REQUIRED WORK:
Copy all of the data below exactly as it is given.

======== LISTED RECORDS ========

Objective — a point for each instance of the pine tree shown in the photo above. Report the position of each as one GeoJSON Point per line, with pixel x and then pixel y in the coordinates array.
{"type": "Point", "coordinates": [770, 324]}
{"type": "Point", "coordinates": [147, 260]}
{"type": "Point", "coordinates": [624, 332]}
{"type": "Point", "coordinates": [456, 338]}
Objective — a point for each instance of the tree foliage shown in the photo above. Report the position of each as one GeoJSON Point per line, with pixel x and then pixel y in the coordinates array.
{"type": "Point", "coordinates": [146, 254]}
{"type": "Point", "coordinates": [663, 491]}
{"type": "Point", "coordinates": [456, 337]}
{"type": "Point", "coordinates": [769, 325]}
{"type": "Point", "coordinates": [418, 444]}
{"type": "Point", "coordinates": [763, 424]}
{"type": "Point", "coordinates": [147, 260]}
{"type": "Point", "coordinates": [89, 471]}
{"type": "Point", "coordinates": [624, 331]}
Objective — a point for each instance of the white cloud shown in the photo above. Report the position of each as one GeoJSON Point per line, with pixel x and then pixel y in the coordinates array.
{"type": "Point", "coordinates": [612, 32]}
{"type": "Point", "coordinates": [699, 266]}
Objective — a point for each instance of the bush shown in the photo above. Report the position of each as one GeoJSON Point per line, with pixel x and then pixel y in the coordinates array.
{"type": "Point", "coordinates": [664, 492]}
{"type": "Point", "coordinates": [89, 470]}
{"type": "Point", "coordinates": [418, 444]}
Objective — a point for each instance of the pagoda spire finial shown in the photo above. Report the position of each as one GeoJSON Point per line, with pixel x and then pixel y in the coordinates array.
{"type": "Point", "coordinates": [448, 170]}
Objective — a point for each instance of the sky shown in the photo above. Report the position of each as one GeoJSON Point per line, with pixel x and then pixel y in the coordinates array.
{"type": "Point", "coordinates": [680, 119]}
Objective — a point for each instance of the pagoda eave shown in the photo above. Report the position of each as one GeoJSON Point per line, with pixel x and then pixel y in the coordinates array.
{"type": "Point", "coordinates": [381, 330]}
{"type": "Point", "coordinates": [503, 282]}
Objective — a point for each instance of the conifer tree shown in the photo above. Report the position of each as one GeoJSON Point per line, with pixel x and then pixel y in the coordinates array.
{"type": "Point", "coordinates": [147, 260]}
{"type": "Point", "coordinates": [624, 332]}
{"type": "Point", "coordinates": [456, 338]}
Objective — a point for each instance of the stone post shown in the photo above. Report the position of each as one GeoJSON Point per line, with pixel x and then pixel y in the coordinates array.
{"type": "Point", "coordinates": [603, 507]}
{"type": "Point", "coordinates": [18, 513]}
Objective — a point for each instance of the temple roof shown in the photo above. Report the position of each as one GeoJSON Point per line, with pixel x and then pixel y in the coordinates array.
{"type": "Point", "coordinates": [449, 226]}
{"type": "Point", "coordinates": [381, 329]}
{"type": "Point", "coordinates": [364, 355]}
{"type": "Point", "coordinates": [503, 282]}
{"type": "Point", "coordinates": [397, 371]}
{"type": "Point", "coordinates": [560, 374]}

========

EXERCISE OUTPUT:
Objective — a point for each instance of the pine tree shown in the photo above. Report the position of each as one GeoJSON Point per line, with pixel x and then pixel y in the coordinates array.
{"type": "Point", "coordinates": [770, 324]}
{"type": "Point", "coordinates": [147, 260]}
{"type": "Point", "coordinates": [624, 332]}
{"type": "Point", "coordinates": [456, 338]}
Objective — a point for each instance of the tree foliage shown in the photo above. Report the position of each as one GeoJSON Point per line, with pixel x and then pixel y in the coordinates array.
{"type": "Point", "coordinates": [146, 254]}
{"type": "Point", "coordinates": [663, 491]}
{"type": "Point", "coordinates": [456, 337]}
{"type": "Point", "coordinates": [769, 325]}
{"type": "Point", "coordinates": [418, 444]}
{"type": "Point", "coordinates": [763, 424]}
{"type": "Point", "coordinates": [147, 260]}
{"type": "Point", "coordinates": [89, 471]}
{"type": "Point", "coordinates": [624, 331]}
Objective — a point for each instance of the white cloud shown in the photo above. Report the position of each as one GeoJSON Point per line, with pixel x and then pixel y in the coordinates array.
{"type": "Point", "coordinates": [612, 32]}
{"type": "Point", "coordinates": [699, 266]}
Objective — a point for each instance of the bush shown in the photo above. Report the position of each as one GeoJSON Point per line, with pixel x and then pixel y in the coordinates array.
{"type": "Point", "coordinates": [664, 492]}
{"type": "Point", "coordinates": [89, 470]}
{"type": "Point", "coordinates": [418, 444]}
Objective — a point for each instance of the pagoda spire finial shown in the photo above. Report the position of each as one GeoJSON Point per line, with pixel x and then pixel y in the coordinates array.
{"type": "Point", "coordinates": [448, 170]}
Objective — a point for each instance of the sky shown in the photo above. Report the position of each as one GeoJSON Point per line, with pixel x and then pixel y in the coordinates array.
{"type": "Point", "coordinates": [680, 119]}
Objective — a point for each instance of the pagoda eave shown in the photo above. Report the position of each as one GeoJSON Point per line, with pixel x and then pixel y in the coordinates array.
{"type": "Point", "coordinates": [381, 330]}
{"type": "Point", "coordinates": [503, 282]}
Objective — a point for each instance of the conifer tree shown in the photo above. Report the position of each as one GeoJSON Point per line, with pixel x and then pixel y in the coordinates array.
{"type": "Point", "coordinates": [147, 260]}
{"type": "Point", "coordinates": [624, 332]}
{"type": "Point", "coordinates": [456, 338]}
Objective — a point for each instance of the stone post shown in the photo above. Report the position of each as one GeoJSON Point per line, with pixel x and then pixel y in the coordinates array.
{"type": "Point", "coordinates": [603, 507]}
{"type": "Point", "coordinates": [18, 513]}
Objective — a point for each instance of the temple roof shown in the photo above. Report the position of each as one GeoJSON Point per line, with pixel x and then pixel y in the coordinates array.
{"type": "Point", "coordinates": [449, 226]}
{"type": "Point", "coordinates": [381, 329]}
{"type": "Point", "coordinates": [364, 355]}
{"type": "Point", "coordinates": [503, 282]}
{"type": "Point", "coordinates": [397, 371]}
{"type": "Point", "coordinates": [560, 374]}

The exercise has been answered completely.